- Your task -
Rescale the records below from the line with "One point belongs to every instance of the paved" through the end of the records, both ends included, and write out only those lines, requests included. Multiply every answer coordinate by 2.4 and round to whole numbers, halves up, leaving the requests and their format samples unchanged.

- Records for the task -
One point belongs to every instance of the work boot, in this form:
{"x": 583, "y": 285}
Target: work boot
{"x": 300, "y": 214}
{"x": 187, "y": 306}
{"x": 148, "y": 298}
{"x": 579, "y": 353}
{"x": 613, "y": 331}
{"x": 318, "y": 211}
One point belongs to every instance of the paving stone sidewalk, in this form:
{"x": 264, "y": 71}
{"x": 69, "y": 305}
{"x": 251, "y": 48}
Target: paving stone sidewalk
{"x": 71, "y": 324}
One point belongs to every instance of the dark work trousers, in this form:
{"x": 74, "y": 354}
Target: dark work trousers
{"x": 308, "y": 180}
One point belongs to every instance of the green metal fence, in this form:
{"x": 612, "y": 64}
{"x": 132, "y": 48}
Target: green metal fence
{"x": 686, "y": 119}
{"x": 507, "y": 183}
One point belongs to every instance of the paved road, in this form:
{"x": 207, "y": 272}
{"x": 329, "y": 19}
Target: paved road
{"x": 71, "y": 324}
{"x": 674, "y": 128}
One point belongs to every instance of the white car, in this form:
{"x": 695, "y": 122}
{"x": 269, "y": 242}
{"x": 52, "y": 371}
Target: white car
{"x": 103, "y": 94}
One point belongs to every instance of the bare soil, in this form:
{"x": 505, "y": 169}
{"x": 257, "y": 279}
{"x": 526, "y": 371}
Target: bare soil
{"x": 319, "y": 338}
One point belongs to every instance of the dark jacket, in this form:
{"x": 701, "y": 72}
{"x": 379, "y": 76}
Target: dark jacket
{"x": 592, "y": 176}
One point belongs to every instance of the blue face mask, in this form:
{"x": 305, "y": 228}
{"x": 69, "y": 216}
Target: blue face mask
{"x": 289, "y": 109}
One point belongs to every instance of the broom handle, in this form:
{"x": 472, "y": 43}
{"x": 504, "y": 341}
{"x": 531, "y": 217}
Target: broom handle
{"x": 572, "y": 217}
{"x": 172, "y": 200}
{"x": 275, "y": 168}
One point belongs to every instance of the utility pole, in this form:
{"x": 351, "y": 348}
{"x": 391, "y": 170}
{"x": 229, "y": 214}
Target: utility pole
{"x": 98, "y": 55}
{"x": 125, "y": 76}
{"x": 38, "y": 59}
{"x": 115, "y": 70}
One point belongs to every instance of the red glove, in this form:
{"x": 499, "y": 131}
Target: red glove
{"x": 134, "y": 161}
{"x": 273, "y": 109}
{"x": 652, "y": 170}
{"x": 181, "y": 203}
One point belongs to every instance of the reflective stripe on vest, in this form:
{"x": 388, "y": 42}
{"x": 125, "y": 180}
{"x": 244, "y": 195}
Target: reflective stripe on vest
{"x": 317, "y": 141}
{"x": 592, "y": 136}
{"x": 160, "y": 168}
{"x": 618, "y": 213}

- Output for this exercise -
One point belongs to every instance of the paved road, in this form:
{"x": 207, "y": 272}
{"x": 329, "y": 19}
Target: paved road
{"x": 170, "y": 778}
{"x": 1618, "y": 307}
One point belongs to every instance of the white car, in this form:
{"x": 695, "y": 122}
{"x": 269, "y": 242}
{"x": 52, "y": 371}
Target: white car
{"x": 247, "y": 226}
One point belongs to every instance of the bare soil, in this form:
{"x": 505, "y": 169}
{"x": 257, "y": 279}
{"x": 526, "y": 371}
Target: bare soil
{"x": 766, "y": 811}
One point belongs to every instance of the dark jacket, in this form:
{"x": 701, "y": 72}
{"x": 379, "y": 76}
Target: dark jacket
{"x": 1421, "y": 422}
One point belongs to every instance of the blue face mask, in this form:
{"x": 305, "y": 228}
{"x": 69, "y": 216}
Target: blue face mask
{"x": 694, "y": 262}
One point belongs to every instance of the broom handle, in this form:
{"x": 472, "y": 43}
{"x": 504, "y": 341}
{"x": 531, "y": 217}
Target: broom handle
{"x": 1373, "y": 521}
{"x": 413, "y": 480}
{"x": 660, "y": 403}
One point belongs to every instance of the utility pole, in this form:
{"x": 351, "y": 348}
{"x": 391, "y": 170}
{"x": 229, "y": 214}
Target: utility pole
{"x": 235, "y": 132}
{"x": 300, "y": 182}
{"x": 91, "y": 142}
{"x": 276, "y": 168}
One point belongs to every instance of the red glove, in this form:
{"x": 499, "y": 131}
Target: red glove
{"x": 322, "y": 386}
{"x": 655, "y": 262}
{"x": 1565, "y": 408}
{"x": 434, "y": 487}
One point belongs to every instance of the reflective stripe on vest, in this form:
{"x": 388, "y": 42}
{"x": 125, "y": 180}
{"x": 244, "y": 195}
Target: reflective stripe on vest
{"x": 761, "y": 338}
{"x": 1421, "y": 326}
{"x": 384, "y": 403}
{"x": 1483, "y": 511}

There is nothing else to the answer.